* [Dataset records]
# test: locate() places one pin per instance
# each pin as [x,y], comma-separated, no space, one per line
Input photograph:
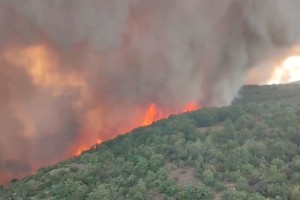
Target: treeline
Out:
[243,152]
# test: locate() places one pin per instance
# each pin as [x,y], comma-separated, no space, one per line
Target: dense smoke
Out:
[73,71]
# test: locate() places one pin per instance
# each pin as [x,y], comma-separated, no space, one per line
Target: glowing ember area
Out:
[151,115]
[76,73]
[191,106]
[288,71]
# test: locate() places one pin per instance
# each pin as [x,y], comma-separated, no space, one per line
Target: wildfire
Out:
[288,71]
[152,114]
[191,107]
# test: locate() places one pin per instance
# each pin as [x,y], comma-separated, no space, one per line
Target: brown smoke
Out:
[74,71]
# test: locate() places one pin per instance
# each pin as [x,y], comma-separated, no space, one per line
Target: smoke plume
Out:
[74,71]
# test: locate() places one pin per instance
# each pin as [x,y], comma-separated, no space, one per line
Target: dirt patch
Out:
[216,128]
[230,185]
[182,175]
[155,194]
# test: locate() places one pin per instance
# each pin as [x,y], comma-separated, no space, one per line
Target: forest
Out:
[247,151]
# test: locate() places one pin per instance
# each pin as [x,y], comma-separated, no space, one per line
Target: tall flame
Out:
[287,71]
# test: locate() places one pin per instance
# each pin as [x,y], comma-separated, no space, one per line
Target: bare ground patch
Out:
[216,128]
[182,175]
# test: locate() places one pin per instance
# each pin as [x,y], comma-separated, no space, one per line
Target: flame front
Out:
[287,71]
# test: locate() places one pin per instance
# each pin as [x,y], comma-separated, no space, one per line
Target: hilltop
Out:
[247,151]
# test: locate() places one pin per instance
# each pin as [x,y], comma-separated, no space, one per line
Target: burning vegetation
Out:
[76,73]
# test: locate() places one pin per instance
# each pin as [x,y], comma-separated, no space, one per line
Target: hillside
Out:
[247,151]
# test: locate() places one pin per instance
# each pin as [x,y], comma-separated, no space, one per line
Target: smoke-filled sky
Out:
[73,71]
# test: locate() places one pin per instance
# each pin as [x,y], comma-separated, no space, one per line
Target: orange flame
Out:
[152,115]
[191,107]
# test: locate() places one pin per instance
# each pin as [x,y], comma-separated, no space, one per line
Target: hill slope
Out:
[246,151]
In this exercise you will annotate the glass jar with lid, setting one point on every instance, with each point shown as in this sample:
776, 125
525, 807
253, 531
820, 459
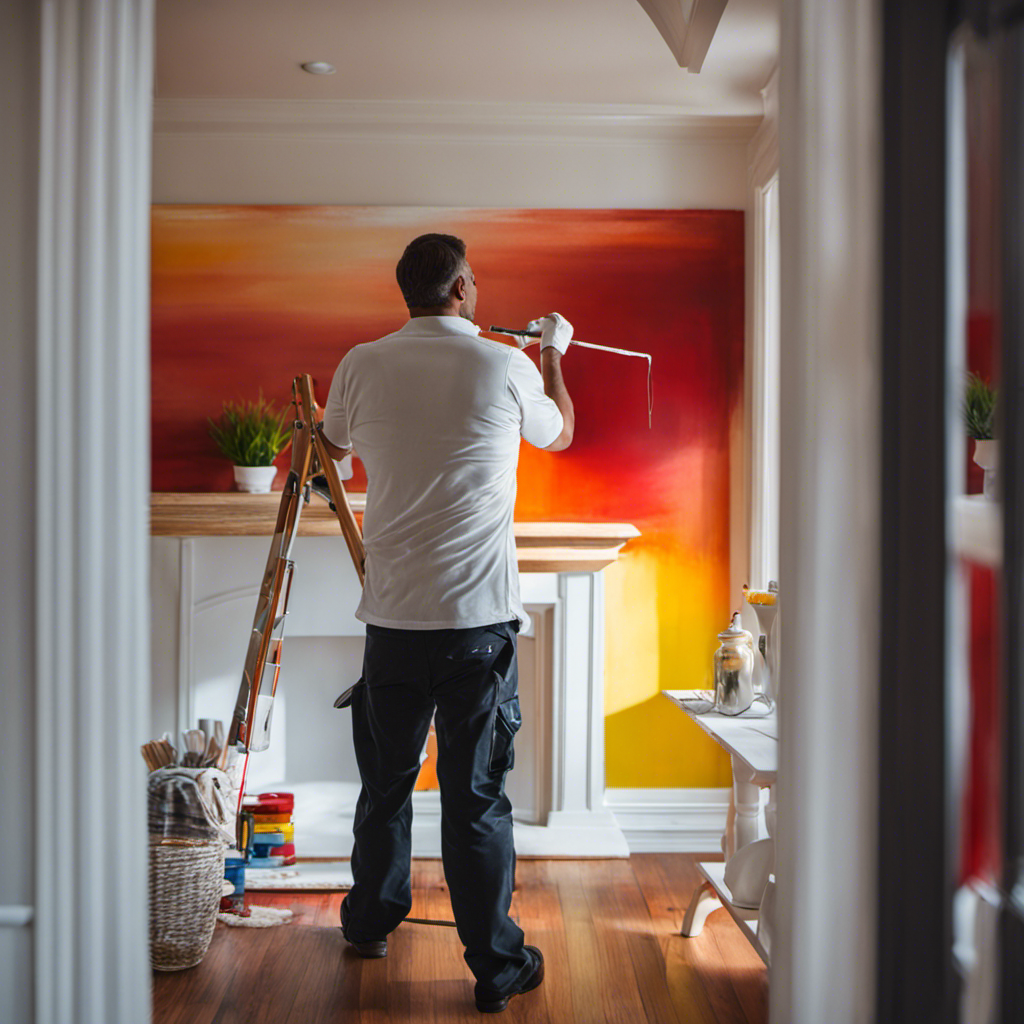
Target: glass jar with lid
733, 670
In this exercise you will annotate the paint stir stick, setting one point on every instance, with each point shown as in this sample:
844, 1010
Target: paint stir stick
536, 336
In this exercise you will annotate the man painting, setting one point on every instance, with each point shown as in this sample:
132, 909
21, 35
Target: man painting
435, 414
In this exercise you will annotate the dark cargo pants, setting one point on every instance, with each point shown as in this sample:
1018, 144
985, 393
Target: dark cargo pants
470, 677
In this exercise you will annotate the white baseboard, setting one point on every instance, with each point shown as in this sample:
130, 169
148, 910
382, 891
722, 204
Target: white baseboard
652, 821
685, 820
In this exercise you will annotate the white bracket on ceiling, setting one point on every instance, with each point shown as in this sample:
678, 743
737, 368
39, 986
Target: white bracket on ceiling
687, 26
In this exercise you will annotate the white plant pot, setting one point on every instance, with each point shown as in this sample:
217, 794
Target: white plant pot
986, 455
255, 479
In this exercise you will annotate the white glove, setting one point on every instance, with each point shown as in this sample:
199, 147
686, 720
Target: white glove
557, 332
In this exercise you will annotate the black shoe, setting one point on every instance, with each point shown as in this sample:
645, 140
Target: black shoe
497, 1006
370, 950
374, 949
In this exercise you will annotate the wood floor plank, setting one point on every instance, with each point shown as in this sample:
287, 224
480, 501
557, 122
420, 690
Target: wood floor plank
608, 931
635, 985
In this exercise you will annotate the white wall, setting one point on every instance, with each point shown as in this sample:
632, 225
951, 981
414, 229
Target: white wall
427, 155
18, 163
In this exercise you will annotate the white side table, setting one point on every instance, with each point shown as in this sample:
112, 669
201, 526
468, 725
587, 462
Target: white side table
752, 742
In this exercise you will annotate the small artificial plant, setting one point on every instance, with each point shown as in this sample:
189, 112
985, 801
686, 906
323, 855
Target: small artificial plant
250, 433
979, 409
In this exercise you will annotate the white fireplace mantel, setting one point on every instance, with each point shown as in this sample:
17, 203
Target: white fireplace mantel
204, 594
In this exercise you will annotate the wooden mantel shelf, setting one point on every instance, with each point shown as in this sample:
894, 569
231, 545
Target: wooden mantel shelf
542, 547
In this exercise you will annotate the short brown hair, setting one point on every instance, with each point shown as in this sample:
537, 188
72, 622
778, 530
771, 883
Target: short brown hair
429, 267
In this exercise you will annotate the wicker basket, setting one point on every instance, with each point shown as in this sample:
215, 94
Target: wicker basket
185, 879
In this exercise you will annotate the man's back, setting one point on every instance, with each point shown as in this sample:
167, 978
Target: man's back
435, 414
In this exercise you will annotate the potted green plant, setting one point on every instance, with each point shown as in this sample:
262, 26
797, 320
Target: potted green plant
252, 434
979, 418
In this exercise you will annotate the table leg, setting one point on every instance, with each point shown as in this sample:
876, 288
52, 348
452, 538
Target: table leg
747, 796
705, 900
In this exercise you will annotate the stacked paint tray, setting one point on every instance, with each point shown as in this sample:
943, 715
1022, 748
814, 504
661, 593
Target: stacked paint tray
273, 830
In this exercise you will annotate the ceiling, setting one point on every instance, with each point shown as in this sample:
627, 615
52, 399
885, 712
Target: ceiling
526, 51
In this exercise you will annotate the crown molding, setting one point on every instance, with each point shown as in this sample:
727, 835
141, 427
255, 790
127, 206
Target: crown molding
412, 120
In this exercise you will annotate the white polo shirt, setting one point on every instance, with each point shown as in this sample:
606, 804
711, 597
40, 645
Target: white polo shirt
435, 413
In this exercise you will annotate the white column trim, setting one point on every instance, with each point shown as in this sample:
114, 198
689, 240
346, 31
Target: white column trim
824, 943
186, 611
14, 915
91, 927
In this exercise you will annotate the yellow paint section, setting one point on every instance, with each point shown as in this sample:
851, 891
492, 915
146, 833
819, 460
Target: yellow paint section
654, 744
663, 610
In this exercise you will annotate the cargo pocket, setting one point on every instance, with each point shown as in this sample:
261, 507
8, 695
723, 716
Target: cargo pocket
507, 721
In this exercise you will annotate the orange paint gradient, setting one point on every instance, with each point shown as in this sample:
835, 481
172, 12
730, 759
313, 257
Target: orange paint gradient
245, 298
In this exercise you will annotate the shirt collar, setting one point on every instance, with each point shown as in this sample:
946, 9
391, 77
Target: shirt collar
439, 325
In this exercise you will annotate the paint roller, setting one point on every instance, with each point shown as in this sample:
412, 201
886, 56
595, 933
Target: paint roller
535, 336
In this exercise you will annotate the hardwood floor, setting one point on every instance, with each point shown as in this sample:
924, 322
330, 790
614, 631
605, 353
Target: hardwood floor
608, 929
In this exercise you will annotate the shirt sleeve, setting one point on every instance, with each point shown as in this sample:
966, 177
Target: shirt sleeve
335, 415
542, 422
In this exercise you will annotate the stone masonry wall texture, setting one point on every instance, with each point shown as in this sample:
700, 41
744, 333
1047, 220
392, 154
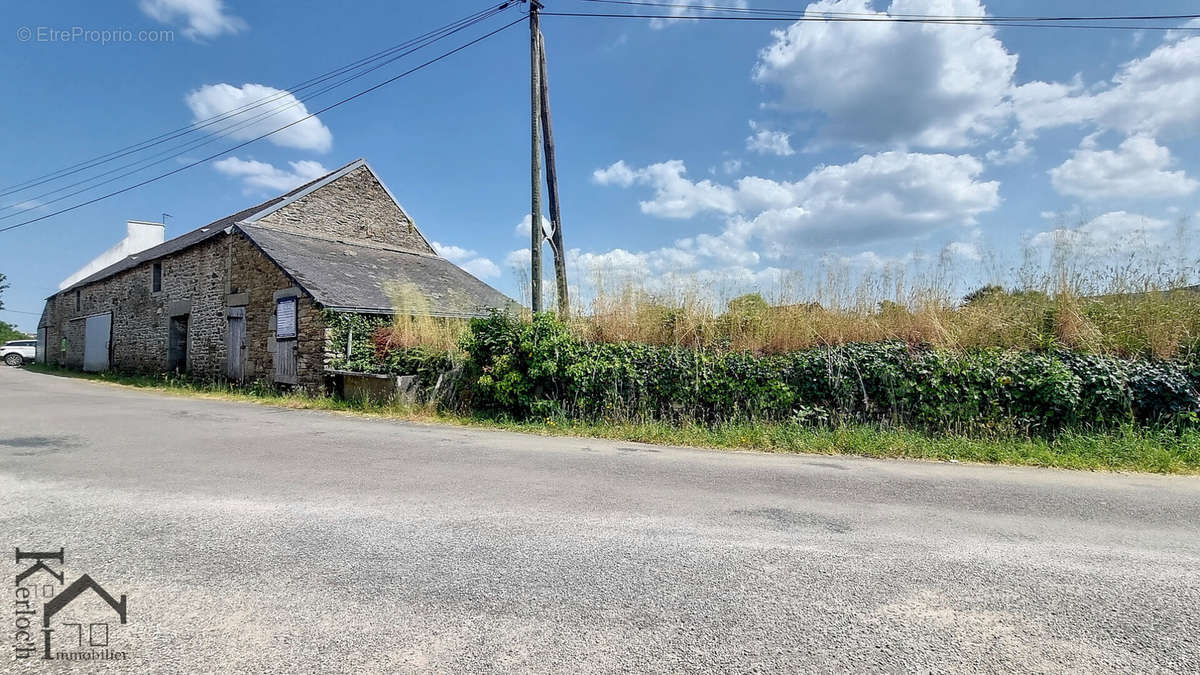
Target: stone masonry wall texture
353, 207
228, 269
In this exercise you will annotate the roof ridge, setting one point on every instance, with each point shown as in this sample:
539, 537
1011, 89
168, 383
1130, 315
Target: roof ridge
348, 242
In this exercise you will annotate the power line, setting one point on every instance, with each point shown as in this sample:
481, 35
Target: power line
226, 151
881, 16
814, 18
227, 114
216, 136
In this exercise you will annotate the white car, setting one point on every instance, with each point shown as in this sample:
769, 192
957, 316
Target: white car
18, 351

* [TASK REQUIREMENTS]
The records above are to be copied exactly, with no pictures carried over.

* [WORKED SOLUTION]
# test: locate() places one pin per instance
# each pin as [x,y], comma-separated, no space, one per line
Input photograph:
Target: treeline
Out:
[243,152]
# test: locate() places one pin per instance
# each pin as [x,y], comma-separated, no space, one per line
Target: dense smoke
Out:
[73,71]
# test: locate() places one pin per instance
# each pin as [x,y], comma-separated, no space, one per line
Target: glowing ember area
Out:
[151,115]
[76,73]
[191,106]
[288,71]
# test: locate() places one pin per instance
# each pin as [x,y], comma-separated, no space, one per line
Target: wildfire
Out:
[288,71]
[152,114]
[191,107]
# test: locate() places one pin per instance
# each pin as [x,y], comma-separated, no space, one per line
Target: brown smoke
Out:
[74,71]
# test: locate() places one pin per instance
# each pin as [x,y], comma-separated, no space, one per line
Target: smoke plume
Out:
[74,71]
# test: locate() places one pin per instance
# each pin as [x,y], comma-separated, no space, one per line
Target: dirt patch
Out:
[216,128]
[230,185]
[182,175]
[155,194]
# test: locate() places one pin per instance
# each pin as [x,y], comma-separated, no space, one per line
Target: forest
Out:
[247,151]
# test: locate() places one pin per instance
# each pin as [x,y], comma-separated, no space, one per line
Target: tall flame
Out:
[287,71]
# test: locate() places one pin per instance
# each pin as [x,y], comma-separated, no space, one per line
Target: bare ground patch
Out:
[216,128]
[182,175]
# test: locate() places one pin per instance
# each pin as [x,y], comma-separated, no space, one per line
Target: flame front
Out:
[287,71]
# test: locate() places one pin per instance
# each pin as [x,y], comma-separated, no space, one per line
Target: hilltop
Out:
[247,151]
# test: locate() places one pin per instance
# each pin as [x,y], comma-separated, no space, one per line
Target: burning vegetation
Out:
[76,73]
# test: locate() places one pin per instance
# each pin as [x,y], comma-separated, no space, one per line
Target: hillside
Out:
[247,151]
# test: locate() places one pin per instance
# each pin as [x,y], comma-separated, no space, one per line
Target: smoke-filled sky
Out:
[73,71]
# test: locate() places one pin per instance
# each pin as [x,y], comma-separated, no space, one per line
Target: orange flame
Out:
[152,115]
[191,107]
# test: locate() places one pin per instance
# each pin as [x,y], comma-separated, no space, one per line
Target: hill slope
Out:
[246,151]
In this exercise you will annotate the glass jar with lid, setting one point on every instance, with each point shown as in this sample:
776, 125
525, 807
253, 531
820, 459
Target: glass jar with lid
733, 670
In this exercise you will annotate the paint stir stick, setting one point on every instance, with each point shown as in this sample:
844, 1010
Target: paint stir stick
536, 336
In this exercise you will annotate the man painting, setting one point on every instance, with each point shown as in this sample:
132, 909
21, 35
Target: man painting
435, 414
In this exercise you will annotate the dark cargo pants, setting one point on every instance, with each point shown as in this sample:
1018, 144
985, 393
Target: dark cargo pants
470, 677
In this exercise you will annotate the white baseboard, setting one point on every instance, with each point shown as in this sample:
130, 169
148, 910
382, 891
722, 204
Target: white baseboard
652, 821
685, 820
In this exercise you will annotate the white bracket on ceiling, setting one point on every instance, with each point shown as in this sample:
678, 743
737, 368
39, 986
Target: white bracket on ceiling
687, 26
In this exercise you will annotate the white plant pot, setting one point on every instance, with each point shown as in this sample:
217, 794
Target: white plant pot
986, 455
255, 479
In this exercise you will annotate the white glove, setting one point on every instance, with each point shown as in this sample:
199, 147
686, 720
Target: white glove
557, 332
In this exercise you will annotate the black shoe, setting one point on every instance, with each point shown as in this sample:
645, 140
Target: black shoe
497, 1006
370, 950
374, 949
In this exercise you will annotate the wood floor plank, setting one point on every instance, with each point shown as in this sample:
287, 224
480, 501
557, 122
420, 690
Target: wood floor plank
608, 931
635, 985
In this exercise you will annotate the white wall, setting one point on every instance, with each point shown as in this sample:
632, 225
951, 981
414, 229
Target: white wall
427, 155
18, 163
In this exercise you will annotate the white side table, setting one point on every instance, with each point shown as in this sample:
112, 669
201, 526
468, 725
587, 462
Target: white side table
752, 742
In this exercise you will annotate the small artificial plant, setting one point on every instance, with each point shown as in this sample:
189, 112
985, 801
686, 906
323, 855
Target: small artificial plant
250, 433
979, 409
In this exercise you will annotate the white fireplace mantel, setting one point on every instance, with each point shown as in this sample:
17, 203
Target: white fireplace mantel
204, 594
In this exercise you will annotate the wooden mantel shelf, setting one point on every instance, with each point shown as in this sample:
894, 569
231, 545
Target: wooden mantel shelf
542, 547
In this exercise you will annotate the short brown hair, setting one point on every instance, with each point shown as in this sample:
537, 188
72, 622
778, 530
771, 883
Target: short brown hair
429, 267
In this exercise you will annotate the wicker basket, setting one point on every instance, with each point shown as in this sample:
215, 94
Target: wicker basket
185, 879
In this exercise you will annotate the man's back, setting one point on every instance, with each point shown as in this sample:
167, 978
Target: man's back
435, 414
In this exercise you will annotate the potted green plant, setting one point on every instance, with each point shown as in this sample:
262, 26
797, 320
Target: potted green plant
252, 434
979, 418
In this exercise you will annotate the table leg, setting one point on every instance, with each point shown as in this sample:
876, 288
52, 348
452, 538
Target: table leg
747, 796
705, 900
In this exercise you will annotate the stacked paint tray, setting one point on every instance, with each point shown as in this sample:
943, 715
1022, 748
814, 504
661, 593
Target: stacked paint tray
273, 830
In this exercise you will annotate the ceiling, setting one point on every instance, with each point shown as in this sample:
627, 615
52, 399
885, 712
Target: ceiling
526, 51
In this exercise you will annotate the crown molding, setting one point on every instance, with each point shown as in this sample:
727, 835
141, 427
255, 790
127, 206
Target: crown molding
412, 120
In this exercise you will annotate the white polo shirt, setting one point on every instance, with each point shown as in this sample:
606, 804
711, 597
40, 645
Target: white polo shirt
435, 413
In this exercise you will annotate the white column trim, setting one point on every instance, with each point shown as in this sample:
114, 198
689, 240
346, 31
Target: white column trim
824, 943
186, 611
14, 915
91, 927
In this exercise you will annotate the yellow paint section, setting one point on every instance, with each point shown as in this sample:
851, 891
492, 915
146, 833
819, 460
Target: yellow paint section
654, 744
663, 610
In this exercise you will annotate the cargo pocket, setting one point on every instance, with each point shown as in this sample:
261, 507
8, 695
723, 716
Target: cargo pocket
507, 721
In this exercise you will annotate the orange paint gradient, setting one point on every instance, with each point shown as in this sample:
835, 481
172, 12
730, 759
313, 257
Target: orange paint gradient
245, 298
In this exercise you will annotate the shirt collar, setting one point on every instance, with each point shown as in this sample:
946, 9
391, 77
Target: shirt collar
439, 325
In this exercise you will annotate the paint roller, setting one point on every instance, with each point shown as in this sample:
412, 201
886, 56
595, 933
Target: paint roller
535, 336
In this exercise you will annotate the hardwood floor, setting one point on every instance, with each point shown as in this sample:
924, 322
330, 790
614, 631
605, 353
Target: hardwood floor
608, 929
In this exercise you will annotate the shirt sleeve, setting one point on every instance, with each point shown as in this sample:
966, 177
Target: shirt sleeve
335, 415
542, 422
In this exercise you will annotate the stone masonry wall texture, setting one point on every instance, with each point shown as in this sample:
700, 41
744, 333
1047, 220
392, 154
Target: stone masonry wall texture
353, 207
228, 269
In this exercise you will annotate the roof ridge, setting one point on every instance, with each point shown as in this sample:
539, 537
1011, 89
168, 383
1130, 315
Target: roof ridge
348, 242
In this exercise you will annotate the power line, setting one point on every instance, with each point shown as in this sample:
481, 35
Target: power line
226, 151
881, 16
814, 18
227, 114
216, 136
In this exercise you will annotate the white car, setting one point on every instance, with each point shown as in this sample:
769, 192
957, 316
Target: white car
18, 351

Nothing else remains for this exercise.